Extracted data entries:
☆ ☆ ☆ ☆ ☆ ☆ ☆

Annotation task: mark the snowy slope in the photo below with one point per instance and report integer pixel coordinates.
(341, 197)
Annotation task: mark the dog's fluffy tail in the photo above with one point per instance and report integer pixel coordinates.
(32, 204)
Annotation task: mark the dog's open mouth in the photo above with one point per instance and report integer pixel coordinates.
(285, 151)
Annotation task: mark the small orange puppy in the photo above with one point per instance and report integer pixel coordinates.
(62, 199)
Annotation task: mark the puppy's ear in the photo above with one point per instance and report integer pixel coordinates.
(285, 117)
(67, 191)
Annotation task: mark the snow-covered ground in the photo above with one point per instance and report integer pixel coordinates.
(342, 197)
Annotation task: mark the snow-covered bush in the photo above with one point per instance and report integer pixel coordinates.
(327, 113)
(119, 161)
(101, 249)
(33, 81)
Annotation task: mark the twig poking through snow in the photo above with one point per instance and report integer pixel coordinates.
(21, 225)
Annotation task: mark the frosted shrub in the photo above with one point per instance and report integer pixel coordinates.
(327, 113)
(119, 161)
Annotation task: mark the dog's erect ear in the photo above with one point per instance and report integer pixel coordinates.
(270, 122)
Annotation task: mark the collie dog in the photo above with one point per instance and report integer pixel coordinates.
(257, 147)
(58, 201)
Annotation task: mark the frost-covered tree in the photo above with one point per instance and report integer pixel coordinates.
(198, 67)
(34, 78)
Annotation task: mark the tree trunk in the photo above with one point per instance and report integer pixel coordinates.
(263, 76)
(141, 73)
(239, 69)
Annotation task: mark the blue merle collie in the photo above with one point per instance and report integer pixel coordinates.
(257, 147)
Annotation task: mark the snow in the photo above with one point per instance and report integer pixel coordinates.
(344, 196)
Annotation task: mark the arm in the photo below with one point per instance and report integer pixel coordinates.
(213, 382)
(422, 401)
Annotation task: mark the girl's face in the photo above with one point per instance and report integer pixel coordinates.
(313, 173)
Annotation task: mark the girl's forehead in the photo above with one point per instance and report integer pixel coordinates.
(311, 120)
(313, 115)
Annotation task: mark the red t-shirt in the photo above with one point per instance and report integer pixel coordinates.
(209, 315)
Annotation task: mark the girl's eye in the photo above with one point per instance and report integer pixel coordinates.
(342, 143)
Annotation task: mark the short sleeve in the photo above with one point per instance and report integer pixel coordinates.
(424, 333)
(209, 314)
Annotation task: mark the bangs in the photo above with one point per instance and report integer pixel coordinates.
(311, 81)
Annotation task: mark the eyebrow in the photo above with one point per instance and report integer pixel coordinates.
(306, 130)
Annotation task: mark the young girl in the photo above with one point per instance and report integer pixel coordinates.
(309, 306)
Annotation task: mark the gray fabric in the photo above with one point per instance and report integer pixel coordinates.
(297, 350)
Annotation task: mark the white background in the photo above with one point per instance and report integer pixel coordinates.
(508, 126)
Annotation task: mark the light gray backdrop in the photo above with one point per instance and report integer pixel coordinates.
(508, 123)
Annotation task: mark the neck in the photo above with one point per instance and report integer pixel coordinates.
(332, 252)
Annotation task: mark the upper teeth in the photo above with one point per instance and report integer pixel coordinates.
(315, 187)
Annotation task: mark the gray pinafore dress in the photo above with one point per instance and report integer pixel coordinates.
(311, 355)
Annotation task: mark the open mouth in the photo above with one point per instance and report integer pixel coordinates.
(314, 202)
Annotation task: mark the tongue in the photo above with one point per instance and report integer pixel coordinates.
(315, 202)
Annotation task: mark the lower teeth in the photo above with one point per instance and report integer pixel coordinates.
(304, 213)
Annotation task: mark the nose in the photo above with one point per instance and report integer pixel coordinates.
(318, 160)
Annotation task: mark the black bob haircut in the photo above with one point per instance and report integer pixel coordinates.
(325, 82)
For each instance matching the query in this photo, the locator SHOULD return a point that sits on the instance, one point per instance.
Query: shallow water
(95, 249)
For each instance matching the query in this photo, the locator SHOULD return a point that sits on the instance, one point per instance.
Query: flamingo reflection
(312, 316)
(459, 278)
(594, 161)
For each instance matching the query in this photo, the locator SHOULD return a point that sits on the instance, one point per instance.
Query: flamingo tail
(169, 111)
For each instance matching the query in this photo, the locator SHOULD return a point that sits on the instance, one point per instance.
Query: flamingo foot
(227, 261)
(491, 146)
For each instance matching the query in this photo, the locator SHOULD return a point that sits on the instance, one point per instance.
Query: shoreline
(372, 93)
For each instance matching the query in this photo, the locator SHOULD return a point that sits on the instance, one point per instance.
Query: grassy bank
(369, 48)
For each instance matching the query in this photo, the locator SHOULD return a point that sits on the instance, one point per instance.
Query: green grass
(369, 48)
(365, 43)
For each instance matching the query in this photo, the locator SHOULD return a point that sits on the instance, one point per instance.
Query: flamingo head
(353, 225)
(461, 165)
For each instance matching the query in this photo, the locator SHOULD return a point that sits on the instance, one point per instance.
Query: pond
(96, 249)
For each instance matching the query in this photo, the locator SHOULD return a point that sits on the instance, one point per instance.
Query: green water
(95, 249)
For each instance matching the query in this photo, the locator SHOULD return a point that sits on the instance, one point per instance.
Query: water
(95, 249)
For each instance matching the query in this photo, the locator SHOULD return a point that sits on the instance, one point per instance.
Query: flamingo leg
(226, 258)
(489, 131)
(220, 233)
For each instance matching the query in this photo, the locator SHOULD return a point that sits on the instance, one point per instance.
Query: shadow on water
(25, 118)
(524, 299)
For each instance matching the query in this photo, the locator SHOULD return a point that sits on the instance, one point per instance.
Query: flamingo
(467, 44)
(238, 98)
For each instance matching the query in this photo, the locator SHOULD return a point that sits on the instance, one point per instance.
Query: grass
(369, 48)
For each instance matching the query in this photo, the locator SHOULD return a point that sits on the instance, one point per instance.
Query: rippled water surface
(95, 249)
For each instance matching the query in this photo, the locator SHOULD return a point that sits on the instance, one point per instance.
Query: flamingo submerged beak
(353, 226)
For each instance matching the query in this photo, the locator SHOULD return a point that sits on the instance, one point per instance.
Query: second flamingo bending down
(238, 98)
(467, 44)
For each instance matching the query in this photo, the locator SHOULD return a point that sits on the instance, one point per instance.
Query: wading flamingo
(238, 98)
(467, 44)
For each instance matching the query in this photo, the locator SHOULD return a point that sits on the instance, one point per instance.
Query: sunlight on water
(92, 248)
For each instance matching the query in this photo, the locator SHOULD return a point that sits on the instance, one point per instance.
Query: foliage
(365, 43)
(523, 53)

☆ ☆ ☆ ☆ ☆ ☆ ☆

Would you write out all of the data exactly as given?

» **EXPECTED ANSWER**:
Annotation task: mark the snowy slope in the photo below with one point per instance and report integer pixel coordinates.
(341, 197)
Annotation task: mark the dog's fluffy tail in the photo above with one point per instance and report integer pixel coordinates.
(32, 204)
Annotation task: mark the dog's open mouth in the photo above with one point per instance and report integer pixel coordinates.
(285, 151)
Annotation task: mark the small orange puppy in the photo above with one point per instance and report integer pixel coordinates.
(62, 199)
Annotation task: mark the puppy's ear in the photo above with one point per instance and report integer pixel coordinates.
(285, 117)
(67, 191)
Annotation task: mark the snow-covered ground in the photo above with one point per instance and report integer pixel coordinates.
(342, 197)
Annotation task: mark the snow-covered bush in the photo above with one point per instance and report integer pixel coordinates.
(327, 113)
(119, 161)
(101, 249)
(33, 81)
Annotation task: mark the twig poking through snow in the photo above with one point per instance and report integer pixel coordinates.
(21, 225)
Annotation task: mark the frosted shrub in the photo above with one point per instance and report integer pixel coordinates.
(327, 113)
(119, 161)
Annotation task: mark the dog's erect ear in the photo above with one point per instance and report integer pixel coordinates.
(270, 122)
Annotation task: mark the collie dog in the photo above with one point per instance and report integer pixel coordinates.
(257, 147)
(58, 201)
Annotation task: mark the frost-covered tree in the photo above with one point per instance and report integer pixel coordinates.
(198, 67)
(34, 78)
Annotation task: mark the tree trunk in the photo above with one point per instance and report integer pixel coordinates.
(263, 76)
(141, 73)
(239, 69)
Annotation task: mark the blue merle collie in the photo above with one point per instance and report integer pixel coordinates.
(257, 147)
Annotation task: mark the snow in the photo above with one point per instance and report integer pixel coordinates.
(344, 196)
Annotation task: mark the arm in the photo below with one point per instance and report integer pixel coordinates.
(213, 382)
(422, 401)
Annotation task: mark the girl's face in the photo above with one point per instance and report integer pixel coordinates.
(313, 173)
Annotation task: mark the girl's forehead in the photo above with one point per instance and report integer pixel coordinates.
(311, 120)
(313, 115)
Annotation task: mark the red t-shirt in the photo above with one point per instance and report integer pixel coordinates.
(209, 315)
Annotation task: mark the girl's eye in the photo above with one point per instance and report integer pixel coordinates.
(342, 143)
Annotation task: mark the short sleeve in the photo above with one point per instance and report integer pixel coordinates.
(424, 333)
(209, 314)
Annotation task: mark the bangs in the photo above with one point per instance and report integer pixel coordinates.
(311, 81)
Annotation task: mark the eyebrow in the photo above with one point per instance and report integer pixel coordinates.
(306, 130)
Annotation task: mark the young girl in the photo above with one point per instance and report integer pixel coordinates.
(309, 306)
Annotation task: mark the gray fabric in the photo above with one point per instance and report integer pixel coordinates.
(297, 350)
Annotation task: mark the white background in the photo above with one point per instance and report integer pixel coordinates.
(508, 126)
Annotation task: mark the light gray backdrop in the photo above with one point per instance and report integer pixel coordinates.
(508, 123)
Annotation task: mark the neck in the photo above with one point per instance and report integer pixel coordinates.
(332, 252)
Annotation task: mark the upper teeth in the photo above with one point per instance and report integer pixel coordinates.
(315, 187)
Annotation task: mark the gray pinafore dress in the photo above with one point per instance and report integer pixel coordinates.
(311, 355)
Annotation task: mark the open mouth in the photo above with one point per instance and report integer pixel coordinates.
(314, 202)
Annotation task: mark the tongue in the photo above with one point per instance and report integer pixel coordinates.
(315, 202)
Annotation task: mark the lower teeth in the photo above with one point per instance and report integer pixel coordinates.
(304, 213)
Annotation task: mark the nose in the photo above with one point per instance and report integer pixel coordinates.
(318, 160)
Annotation task: mark the black bob haircut in the photo above with one point per instance and report integer pixel coordinates.
(325, 82)
For each instance matching the query in this photo, the locator SHOULD return a point that sits on the instance, one point per instance.
Query: shallow water
(95, 249)
For each instance matching the query in this photo, the locator SHOULD return a point that sits on the instance, one point per instance.
Query: flamingo reflection
(312, 316)
(459, 278)
(594, 161)
For each instance matching the query in this photo, the locator SHOULD return a point that sits on the instance, one point per instance.
Query: flamingo tail
(169, 111)
For each instance matching the query in this photo, the locator SHOULD return a point that sits on the instance, one point per instance.
Query: flamingo foot
(227, 261)
(491, 146)
For each instance matching the query in this photo, the locator SHOULD return a point that sits on the instance, one point per instance.
Query: shoreline
(372, 93)
For each instance matching the query in this photo, the locator SHOULD return a point that sits on the instance, one point per instance.
Query: grassy bank
(369, 48)
For each instance matching the query in this photo, the locator SHOULD return a point that sits on the instance, one point per instance.
Query: green grass
(369, 48)
(365, 43)
For each instance matching the query in this photo, the locator SHOULD return a point that sits on the instance, one point per instance.
Query: flamingo head
(353, 225)
(461, 165)
For each instance matching the query in this photo, the locator SHOULD return a point that sits on the instance, one point per instance.
Query: pond
(96, 249)
For each instance matching the query in this photo, the locator SHOULD return a point that sits on the instance, one point per instance.
Query: green water
(95, 249)
For each instance matching the query in this photo, the locator SHOULD return a point that sits on the instance, one point per instance.
Query: water
(95, 249)
For each instance matching the query in this photo, the locator SHOULD return a point that sits on the instance, one point per instance.
Query: flamingo leg
(226, 258)
(489, 131)
(220, 233)
For each instance matching the query in this photo, the locator SHOULD return a point that sits on the instance, one point per instance.
Query: shadow on water
(25, 118)
(524, 299)
For each instance matching the query in this photo, the locator SHOULD return a point that sits on the instance, one point per instance.
Query: flamingo
(467, 44)
(238, 98)
For each instance matching the query in this photo, the locator SHOULD return a point that sits on the instance, one point per instance.
Query: grass
(369, 48)
For each instance matching the query in this photo, the locator SHOULD return a point that sits on the instance, one point per instance.
Query: rippled water surface
(95, 249)
For each instance matching the query in this photo, the locator SHOULD return a point that sits on the instance, one point per instance.
Query: flamingo submerged beak
(353, 226)
For each instance matching the query in this photo, the locator SHOULD return a point that sits on the instance, one point per instance.
Query: second flamingo bending down
(238, 98)
(467, 44)
For each instance matching the query in this photo, the locator SHOULD return a point that sits on the instance, one point per instance.
Query: wading flamingo
(238, 98)
(467, 44)
For each instance matching the query in this photo, the locator SHOULD return a point that sits on the instance, one point per instance.
Query: sunlight on water
(92, 248)
For each instance matching the query in this photo, the locator SHOULD return a point that sits on the instance, one point per instance.
Query: foliage
(365, 43)
(523, 53)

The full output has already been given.